## BEGIN Records supplied
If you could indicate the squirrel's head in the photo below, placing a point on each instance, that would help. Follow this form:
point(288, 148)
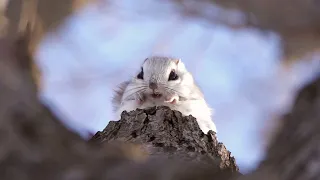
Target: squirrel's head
point(159, 76)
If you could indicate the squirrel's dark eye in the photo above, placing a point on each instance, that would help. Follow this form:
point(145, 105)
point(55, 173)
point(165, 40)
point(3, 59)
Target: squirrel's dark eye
point(140, 75)
point(173, 76)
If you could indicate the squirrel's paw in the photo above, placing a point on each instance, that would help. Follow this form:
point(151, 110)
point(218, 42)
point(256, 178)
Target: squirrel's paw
point(140, 99)
point(172, 99)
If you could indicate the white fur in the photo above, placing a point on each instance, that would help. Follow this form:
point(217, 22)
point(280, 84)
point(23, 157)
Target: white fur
point(158, 69)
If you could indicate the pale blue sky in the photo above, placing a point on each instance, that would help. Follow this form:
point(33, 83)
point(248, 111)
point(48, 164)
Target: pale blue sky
point(238, 70)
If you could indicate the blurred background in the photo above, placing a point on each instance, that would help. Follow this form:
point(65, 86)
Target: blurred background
point(243, 67)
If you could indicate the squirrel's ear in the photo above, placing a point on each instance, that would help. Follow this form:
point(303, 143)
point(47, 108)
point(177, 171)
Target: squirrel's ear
point(177, 61)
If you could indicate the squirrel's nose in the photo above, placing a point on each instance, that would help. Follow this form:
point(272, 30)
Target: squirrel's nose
point(153, 85)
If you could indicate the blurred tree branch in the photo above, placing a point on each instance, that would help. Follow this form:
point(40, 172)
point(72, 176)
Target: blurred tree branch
point(296, 21)
point(40, 16)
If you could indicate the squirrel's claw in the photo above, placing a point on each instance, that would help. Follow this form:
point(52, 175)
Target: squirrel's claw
point(172, 99)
## END Records supplied
_Directive_
Write out all of the material above word for word, leaving out the pictures.

_Task result_
If you could indicate the squirrel's head in the photo below, placing a point on each instance, that would help. Follow this form:
point(288, 148)
Target: squirrel's head
point(159, 76)
If you could indicate the squirrel's dark eye in the photo above, placing a point on each instance, that would help. Follow this form:
point(145, 105)
point(55, 173)
point(165, 40)
point(3, 59)
Target: squirrel's dark eye
point(140, 75)
point(173, 76)
If you could indicate the squirrel's paw in the photo above, placing a point on each instance, that would help. Follow this form:
point(151, 110)
point(218, 42)
point(256, 178)
Target: squirrel's paw
point(140, 99)
point(172, 99)
If you could indicate the white fur in the photo above, placing a point on each instance, that would help. Follow this form:
point(217, 22)
point(280, 84)
point(23, 157)
Target: white fur
point(158, 69)
If you could indicate the pale blue sky in the photo above, placing a point on each instance, that would help. Follow this form:
point(33, 83)
point(248, 111)
point(48, 164)
Target: pale blue sky
point(238, 70)
If you could indicate the blurred background in the photo above, placing a point on each instance, that would help. Follow this form:
point(65, 86)
Target: blurred background
point(243, 67)
If you could indicate the squirrel's ear in the photo above, placing a point on each instance, that would help. Follow this form:
point(303, 143)
point(47, 108)
point(177, 171)
Target: squirrel's ear
point(177, 61)
If you could indicate the squirrel's nose in the photo above, placing a point on each instance, that would help. Follow this form:
point(272, 30)
Target: squirrel's nose
point(153, 85)
If you could indicate the blurred tree branch in the photo above, placing a point on each instance, that would help. Follow this form:
point(40, 172)
point(72, 176)
Target: blurred tree branch
point(296, 21)
point(40, 16)
If you could indicate the squirrel's claw in the photo above, placing a point on each instance, that would help. Follow this form:
point(52, 175)
Target: squirrel's claw
point(172, 99)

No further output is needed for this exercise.